▸ What is being asked
Work out how many lines below contain "convertible", then write only that number.

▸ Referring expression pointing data
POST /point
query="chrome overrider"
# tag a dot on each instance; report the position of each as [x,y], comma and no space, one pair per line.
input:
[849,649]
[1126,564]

---

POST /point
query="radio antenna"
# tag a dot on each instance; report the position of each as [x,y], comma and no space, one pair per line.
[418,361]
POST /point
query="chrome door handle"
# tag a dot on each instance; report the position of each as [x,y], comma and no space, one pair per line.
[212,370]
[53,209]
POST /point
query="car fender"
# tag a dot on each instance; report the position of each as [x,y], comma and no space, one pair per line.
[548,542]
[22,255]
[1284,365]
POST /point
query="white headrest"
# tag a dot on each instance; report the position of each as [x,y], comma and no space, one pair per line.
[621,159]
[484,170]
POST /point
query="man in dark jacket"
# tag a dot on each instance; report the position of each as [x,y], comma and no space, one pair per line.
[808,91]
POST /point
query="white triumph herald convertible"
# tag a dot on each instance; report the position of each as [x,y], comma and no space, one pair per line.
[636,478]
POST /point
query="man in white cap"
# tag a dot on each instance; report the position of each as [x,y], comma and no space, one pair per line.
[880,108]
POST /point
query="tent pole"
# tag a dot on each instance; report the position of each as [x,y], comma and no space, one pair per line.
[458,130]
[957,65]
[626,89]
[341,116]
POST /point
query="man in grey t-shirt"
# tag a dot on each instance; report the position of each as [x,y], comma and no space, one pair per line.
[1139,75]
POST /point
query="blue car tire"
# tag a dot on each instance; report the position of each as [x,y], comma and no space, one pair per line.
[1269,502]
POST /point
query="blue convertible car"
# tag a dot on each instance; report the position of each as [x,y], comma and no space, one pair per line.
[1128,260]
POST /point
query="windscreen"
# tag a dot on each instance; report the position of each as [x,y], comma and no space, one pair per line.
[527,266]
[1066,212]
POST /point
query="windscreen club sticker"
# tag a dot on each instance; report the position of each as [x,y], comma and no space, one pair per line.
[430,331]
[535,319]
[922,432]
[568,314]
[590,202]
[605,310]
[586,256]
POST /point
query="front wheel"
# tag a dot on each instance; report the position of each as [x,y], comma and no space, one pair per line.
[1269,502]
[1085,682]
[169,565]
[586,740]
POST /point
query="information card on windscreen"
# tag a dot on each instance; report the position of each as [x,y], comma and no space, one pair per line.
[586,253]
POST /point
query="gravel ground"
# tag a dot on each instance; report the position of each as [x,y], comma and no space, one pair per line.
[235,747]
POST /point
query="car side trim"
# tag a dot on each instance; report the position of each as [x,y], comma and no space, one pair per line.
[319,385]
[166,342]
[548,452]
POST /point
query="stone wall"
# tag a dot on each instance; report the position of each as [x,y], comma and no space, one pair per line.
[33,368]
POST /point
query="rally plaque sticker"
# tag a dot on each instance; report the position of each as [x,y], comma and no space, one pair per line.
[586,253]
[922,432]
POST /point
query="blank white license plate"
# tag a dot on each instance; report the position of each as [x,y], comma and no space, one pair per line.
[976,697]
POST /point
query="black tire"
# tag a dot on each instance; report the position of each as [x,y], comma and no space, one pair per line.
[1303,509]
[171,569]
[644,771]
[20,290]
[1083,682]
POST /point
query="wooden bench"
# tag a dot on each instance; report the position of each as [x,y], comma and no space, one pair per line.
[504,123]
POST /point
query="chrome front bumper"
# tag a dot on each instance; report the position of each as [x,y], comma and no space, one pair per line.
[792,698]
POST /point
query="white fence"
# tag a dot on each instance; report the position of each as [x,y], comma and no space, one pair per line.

---

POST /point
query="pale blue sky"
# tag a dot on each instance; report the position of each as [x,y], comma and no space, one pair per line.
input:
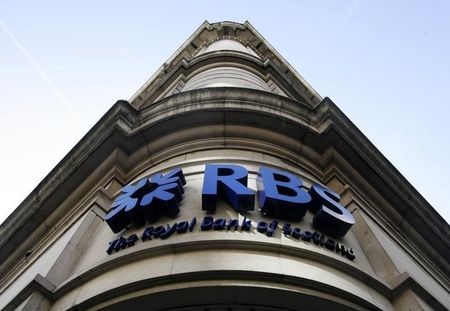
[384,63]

▸ Your response
2